### THE PROBLEM
If a line in the entries below includes "cabinet", show that line.

Extracted records:

-- Opening Marker --

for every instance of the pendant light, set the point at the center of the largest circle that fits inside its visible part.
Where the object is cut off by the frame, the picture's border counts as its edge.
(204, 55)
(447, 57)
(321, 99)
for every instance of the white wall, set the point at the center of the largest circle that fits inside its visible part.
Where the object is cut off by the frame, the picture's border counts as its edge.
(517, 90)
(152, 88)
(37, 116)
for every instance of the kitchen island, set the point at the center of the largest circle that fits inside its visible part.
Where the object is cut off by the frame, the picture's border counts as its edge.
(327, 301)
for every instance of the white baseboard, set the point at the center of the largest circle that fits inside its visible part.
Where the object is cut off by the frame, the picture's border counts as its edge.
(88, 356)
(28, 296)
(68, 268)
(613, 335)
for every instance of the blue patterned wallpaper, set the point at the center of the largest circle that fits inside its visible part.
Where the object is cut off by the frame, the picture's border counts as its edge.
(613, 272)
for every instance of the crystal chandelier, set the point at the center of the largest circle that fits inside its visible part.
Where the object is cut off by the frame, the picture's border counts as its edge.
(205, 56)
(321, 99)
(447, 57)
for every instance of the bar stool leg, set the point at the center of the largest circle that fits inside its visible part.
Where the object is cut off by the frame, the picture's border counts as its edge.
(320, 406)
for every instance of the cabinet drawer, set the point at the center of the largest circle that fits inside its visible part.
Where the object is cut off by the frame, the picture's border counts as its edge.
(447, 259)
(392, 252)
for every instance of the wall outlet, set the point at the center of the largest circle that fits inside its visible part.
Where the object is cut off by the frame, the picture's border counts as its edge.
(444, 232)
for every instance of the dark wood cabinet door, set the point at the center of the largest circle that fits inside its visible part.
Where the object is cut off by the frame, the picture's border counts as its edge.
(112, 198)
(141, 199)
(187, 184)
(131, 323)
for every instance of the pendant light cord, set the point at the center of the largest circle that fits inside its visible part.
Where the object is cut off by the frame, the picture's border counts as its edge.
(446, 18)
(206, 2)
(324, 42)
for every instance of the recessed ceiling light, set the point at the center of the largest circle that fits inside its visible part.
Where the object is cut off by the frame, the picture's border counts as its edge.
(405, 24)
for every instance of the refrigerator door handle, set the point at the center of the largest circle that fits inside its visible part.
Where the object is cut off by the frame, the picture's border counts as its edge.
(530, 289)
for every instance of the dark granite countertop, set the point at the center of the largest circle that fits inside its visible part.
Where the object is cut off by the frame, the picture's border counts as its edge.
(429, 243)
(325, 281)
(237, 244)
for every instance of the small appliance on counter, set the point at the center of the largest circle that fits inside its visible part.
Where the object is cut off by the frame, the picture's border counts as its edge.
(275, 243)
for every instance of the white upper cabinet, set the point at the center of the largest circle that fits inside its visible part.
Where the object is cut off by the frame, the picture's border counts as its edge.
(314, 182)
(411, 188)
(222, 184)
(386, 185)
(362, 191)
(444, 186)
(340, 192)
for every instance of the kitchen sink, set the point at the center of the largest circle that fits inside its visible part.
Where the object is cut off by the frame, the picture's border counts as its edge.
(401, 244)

-- Closing Marker --

### RESULT OF THIS TASK
for every instance of the cabinet drawer, set the point at the center of the largest circle that fits inside its visible part.
for every instance of the dark wood cabinet door, set the point at the center of the largest circle that fits inside its visible part.
for every instance of the white upper cabinet, set the point at the center of the largest circle that fits inside its visible part.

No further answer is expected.